## PROBLEM TO WORK ON
Count the lines in the records below that contain the string "forested", and reply with that number alone.

## DATA LINES
-----

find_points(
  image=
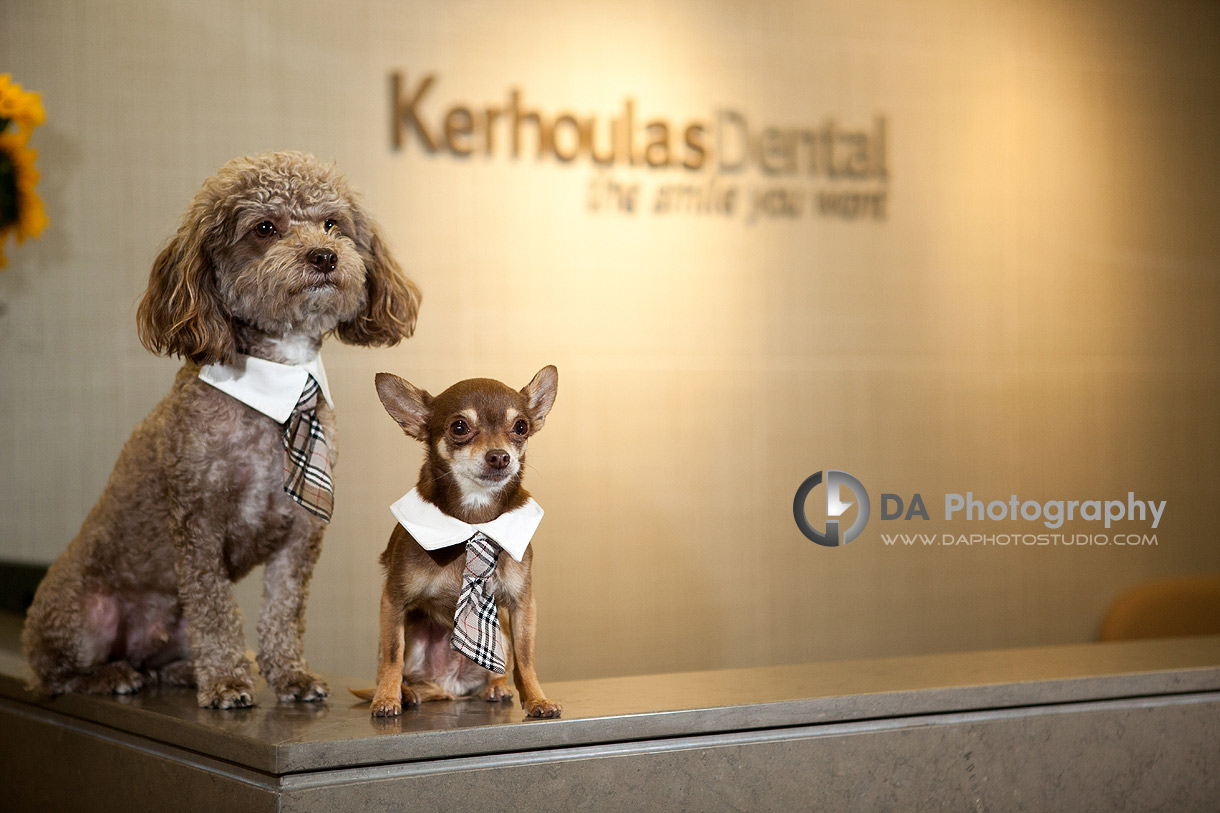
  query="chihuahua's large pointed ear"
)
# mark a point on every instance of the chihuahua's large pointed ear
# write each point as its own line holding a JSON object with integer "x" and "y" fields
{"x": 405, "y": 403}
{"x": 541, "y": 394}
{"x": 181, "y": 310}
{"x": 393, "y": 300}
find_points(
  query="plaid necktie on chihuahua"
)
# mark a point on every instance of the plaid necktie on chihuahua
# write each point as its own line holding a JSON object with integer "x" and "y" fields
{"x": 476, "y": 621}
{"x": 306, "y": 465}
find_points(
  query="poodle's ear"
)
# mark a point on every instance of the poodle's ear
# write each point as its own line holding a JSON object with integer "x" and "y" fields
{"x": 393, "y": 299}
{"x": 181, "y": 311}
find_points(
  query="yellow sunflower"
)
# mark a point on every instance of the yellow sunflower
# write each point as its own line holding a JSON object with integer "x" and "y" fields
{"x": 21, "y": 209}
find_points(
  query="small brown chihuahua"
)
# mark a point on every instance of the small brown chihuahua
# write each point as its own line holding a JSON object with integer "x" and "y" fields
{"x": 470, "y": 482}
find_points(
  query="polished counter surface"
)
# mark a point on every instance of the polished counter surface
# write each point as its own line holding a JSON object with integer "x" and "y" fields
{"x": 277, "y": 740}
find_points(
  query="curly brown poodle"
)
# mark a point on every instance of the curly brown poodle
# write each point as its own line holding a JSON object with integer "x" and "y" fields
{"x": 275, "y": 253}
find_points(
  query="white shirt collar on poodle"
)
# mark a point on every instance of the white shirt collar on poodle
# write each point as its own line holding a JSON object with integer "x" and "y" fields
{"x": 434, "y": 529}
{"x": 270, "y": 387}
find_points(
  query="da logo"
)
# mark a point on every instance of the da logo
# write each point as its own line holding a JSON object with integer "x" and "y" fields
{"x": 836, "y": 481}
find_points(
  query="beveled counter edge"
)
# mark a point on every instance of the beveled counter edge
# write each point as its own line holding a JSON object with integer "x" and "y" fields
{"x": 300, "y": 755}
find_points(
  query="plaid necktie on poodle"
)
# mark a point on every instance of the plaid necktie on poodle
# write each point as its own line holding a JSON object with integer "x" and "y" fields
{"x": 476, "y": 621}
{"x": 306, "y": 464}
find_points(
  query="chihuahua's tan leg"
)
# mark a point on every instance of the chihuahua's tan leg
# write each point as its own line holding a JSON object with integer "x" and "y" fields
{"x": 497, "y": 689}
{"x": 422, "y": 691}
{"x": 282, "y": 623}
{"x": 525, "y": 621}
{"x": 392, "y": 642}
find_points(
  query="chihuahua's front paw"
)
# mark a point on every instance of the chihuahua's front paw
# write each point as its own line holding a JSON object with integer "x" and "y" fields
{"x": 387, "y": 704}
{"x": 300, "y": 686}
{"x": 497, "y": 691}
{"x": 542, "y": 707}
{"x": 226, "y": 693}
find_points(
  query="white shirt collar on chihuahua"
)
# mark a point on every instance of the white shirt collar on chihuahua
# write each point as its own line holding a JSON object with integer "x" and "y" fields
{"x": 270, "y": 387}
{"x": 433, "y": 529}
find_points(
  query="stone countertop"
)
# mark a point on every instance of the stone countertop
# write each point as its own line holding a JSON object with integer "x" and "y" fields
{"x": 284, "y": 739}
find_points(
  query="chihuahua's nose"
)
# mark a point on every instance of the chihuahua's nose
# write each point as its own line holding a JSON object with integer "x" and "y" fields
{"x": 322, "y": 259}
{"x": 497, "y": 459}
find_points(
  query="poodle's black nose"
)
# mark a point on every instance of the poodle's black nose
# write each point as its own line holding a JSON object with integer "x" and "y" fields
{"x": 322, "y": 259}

-----

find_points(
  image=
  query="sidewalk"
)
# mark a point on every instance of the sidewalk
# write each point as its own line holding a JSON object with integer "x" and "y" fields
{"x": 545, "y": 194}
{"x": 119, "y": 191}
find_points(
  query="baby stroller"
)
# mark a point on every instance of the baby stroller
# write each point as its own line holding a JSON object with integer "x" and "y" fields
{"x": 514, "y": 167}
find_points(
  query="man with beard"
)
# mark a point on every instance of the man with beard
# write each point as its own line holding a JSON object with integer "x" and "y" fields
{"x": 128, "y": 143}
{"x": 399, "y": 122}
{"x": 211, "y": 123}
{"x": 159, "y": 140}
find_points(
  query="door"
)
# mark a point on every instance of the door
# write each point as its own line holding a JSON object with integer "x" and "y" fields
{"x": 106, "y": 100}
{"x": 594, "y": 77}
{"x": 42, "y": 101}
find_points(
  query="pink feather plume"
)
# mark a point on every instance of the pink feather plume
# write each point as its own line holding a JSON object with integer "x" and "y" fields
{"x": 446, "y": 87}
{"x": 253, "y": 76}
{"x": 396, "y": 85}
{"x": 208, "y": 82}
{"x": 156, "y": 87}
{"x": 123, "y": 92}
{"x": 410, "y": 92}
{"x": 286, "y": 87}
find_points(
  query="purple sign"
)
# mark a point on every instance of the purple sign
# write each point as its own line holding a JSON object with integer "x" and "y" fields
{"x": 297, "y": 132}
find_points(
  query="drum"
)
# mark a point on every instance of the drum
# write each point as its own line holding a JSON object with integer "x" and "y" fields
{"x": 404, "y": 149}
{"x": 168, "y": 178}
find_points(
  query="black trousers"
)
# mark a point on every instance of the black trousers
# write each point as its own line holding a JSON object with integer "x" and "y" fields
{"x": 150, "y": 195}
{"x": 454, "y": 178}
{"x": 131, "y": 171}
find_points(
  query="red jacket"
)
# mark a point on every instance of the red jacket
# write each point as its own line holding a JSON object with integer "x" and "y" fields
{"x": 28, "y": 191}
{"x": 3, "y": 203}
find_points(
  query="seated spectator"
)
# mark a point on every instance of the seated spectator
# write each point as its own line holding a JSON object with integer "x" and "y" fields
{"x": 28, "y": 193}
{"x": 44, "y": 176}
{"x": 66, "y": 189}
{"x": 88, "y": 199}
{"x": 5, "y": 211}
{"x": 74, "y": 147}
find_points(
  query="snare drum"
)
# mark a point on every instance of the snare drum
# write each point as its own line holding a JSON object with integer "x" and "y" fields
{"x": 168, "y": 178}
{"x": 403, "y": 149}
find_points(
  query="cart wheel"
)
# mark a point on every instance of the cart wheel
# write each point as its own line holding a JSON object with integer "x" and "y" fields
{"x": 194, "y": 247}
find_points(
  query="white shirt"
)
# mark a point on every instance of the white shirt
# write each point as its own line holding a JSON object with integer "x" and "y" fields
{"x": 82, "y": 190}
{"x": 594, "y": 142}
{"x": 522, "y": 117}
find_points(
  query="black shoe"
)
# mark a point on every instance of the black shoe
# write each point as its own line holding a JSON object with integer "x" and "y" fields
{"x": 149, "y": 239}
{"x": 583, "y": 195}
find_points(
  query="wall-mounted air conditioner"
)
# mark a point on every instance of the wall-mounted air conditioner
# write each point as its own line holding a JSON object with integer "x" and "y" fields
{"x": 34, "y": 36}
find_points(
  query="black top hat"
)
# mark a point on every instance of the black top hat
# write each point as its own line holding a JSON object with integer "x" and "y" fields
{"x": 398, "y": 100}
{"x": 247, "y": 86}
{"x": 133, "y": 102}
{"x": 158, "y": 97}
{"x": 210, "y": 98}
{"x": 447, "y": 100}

-----

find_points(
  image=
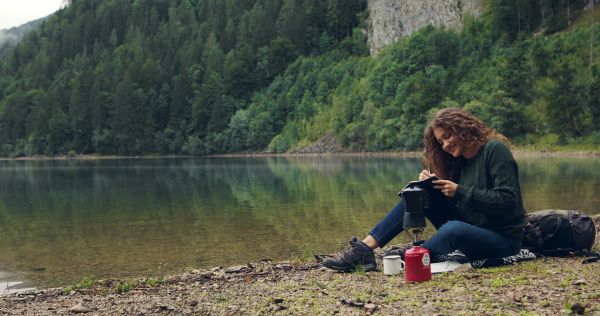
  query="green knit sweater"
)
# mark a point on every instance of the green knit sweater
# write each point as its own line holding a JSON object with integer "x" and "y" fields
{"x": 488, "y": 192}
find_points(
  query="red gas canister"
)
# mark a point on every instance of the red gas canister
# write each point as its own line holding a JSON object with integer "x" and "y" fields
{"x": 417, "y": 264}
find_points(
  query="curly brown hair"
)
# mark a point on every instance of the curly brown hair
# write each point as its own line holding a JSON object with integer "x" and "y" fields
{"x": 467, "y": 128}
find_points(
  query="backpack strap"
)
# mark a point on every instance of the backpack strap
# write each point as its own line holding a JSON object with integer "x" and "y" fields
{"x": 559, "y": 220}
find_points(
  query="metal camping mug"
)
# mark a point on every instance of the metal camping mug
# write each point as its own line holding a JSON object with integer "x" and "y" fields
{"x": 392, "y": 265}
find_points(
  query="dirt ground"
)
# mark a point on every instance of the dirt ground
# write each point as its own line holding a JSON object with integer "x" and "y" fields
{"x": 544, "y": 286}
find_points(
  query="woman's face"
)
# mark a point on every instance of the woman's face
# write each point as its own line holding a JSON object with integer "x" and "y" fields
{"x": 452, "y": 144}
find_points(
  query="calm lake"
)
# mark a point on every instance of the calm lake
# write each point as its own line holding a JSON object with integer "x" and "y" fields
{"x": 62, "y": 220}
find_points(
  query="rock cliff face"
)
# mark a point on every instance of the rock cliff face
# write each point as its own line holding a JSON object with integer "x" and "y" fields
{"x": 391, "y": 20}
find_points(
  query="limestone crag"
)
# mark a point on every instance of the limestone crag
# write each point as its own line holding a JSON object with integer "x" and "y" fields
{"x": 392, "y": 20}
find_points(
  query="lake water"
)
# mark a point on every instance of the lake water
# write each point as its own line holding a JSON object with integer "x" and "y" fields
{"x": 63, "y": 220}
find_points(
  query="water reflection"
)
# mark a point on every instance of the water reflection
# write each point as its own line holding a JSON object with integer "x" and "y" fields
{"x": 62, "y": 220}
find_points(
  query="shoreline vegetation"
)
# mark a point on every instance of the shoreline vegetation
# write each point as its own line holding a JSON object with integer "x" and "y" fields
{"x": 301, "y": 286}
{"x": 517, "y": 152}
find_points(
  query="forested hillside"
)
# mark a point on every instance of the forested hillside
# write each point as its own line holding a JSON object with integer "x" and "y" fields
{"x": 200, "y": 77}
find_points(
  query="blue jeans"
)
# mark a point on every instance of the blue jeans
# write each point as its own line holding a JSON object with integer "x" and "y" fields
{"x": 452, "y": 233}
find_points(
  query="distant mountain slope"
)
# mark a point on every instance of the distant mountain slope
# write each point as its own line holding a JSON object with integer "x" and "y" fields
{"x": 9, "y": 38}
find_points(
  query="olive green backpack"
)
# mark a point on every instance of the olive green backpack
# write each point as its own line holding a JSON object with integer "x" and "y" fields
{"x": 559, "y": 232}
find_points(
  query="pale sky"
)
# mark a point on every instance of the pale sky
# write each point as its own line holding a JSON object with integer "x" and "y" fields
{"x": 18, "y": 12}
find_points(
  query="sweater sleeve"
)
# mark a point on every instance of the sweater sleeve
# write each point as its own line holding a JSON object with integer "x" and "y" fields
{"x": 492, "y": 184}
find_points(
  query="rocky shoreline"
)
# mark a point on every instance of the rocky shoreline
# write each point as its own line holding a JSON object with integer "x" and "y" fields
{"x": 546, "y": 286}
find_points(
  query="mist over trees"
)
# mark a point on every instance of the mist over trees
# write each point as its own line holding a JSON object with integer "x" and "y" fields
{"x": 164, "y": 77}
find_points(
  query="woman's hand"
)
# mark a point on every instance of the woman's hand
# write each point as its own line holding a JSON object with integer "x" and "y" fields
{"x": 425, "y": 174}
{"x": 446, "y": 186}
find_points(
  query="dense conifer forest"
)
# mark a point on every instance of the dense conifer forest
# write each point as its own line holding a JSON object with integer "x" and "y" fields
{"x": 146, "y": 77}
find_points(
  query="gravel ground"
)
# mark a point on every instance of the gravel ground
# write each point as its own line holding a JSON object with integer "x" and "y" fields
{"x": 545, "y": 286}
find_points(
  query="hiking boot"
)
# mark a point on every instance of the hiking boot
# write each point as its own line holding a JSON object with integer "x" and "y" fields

-----

## FULL RESPONSE
2